Request | Pull out every line of the material that contains the word "range". Case counts.

(Records from a collection)
'''

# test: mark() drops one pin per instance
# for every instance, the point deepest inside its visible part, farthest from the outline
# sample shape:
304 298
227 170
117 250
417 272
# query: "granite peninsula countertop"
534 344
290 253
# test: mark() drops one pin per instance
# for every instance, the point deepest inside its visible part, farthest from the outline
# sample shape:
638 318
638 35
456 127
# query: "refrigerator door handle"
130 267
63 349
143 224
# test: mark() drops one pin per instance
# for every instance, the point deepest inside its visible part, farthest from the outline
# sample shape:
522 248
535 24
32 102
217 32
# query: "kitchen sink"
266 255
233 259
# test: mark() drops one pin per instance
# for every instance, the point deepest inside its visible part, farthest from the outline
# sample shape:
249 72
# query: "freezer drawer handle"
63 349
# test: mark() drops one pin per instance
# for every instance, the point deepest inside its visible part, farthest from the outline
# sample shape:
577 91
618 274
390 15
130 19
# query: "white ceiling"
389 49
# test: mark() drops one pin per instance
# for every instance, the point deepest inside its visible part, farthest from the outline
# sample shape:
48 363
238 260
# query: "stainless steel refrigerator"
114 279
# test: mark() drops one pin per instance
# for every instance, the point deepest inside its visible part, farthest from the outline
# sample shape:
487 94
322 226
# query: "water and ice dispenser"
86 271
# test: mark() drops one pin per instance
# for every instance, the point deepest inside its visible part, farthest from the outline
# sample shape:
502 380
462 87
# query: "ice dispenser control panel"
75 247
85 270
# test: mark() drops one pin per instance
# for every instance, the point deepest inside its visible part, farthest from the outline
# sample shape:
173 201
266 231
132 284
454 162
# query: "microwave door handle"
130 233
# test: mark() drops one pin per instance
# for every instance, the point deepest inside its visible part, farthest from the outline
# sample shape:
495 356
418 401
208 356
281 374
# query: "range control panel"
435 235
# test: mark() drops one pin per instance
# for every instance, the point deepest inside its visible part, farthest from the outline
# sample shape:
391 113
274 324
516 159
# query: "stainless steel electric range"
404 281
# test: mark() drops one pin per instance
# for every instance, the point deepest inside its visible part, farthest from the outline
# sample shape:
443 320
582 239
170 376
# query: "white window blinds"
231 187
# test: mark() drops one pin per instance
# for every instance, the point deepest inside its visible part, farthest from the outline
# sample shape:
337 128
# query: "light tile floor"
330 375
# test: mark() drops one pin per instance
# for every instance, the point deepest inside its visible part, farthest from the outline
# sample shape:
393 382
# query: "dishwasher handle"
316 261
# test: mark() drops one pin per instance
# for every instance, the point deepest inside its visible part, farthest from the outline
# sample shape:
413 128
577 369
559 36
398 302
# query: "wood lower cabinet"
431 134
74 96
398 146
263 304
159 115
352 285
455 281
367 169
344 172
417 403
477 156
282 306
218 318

'''

Task answer |
# query: "range control panel"
# query: "stainless steel electric range"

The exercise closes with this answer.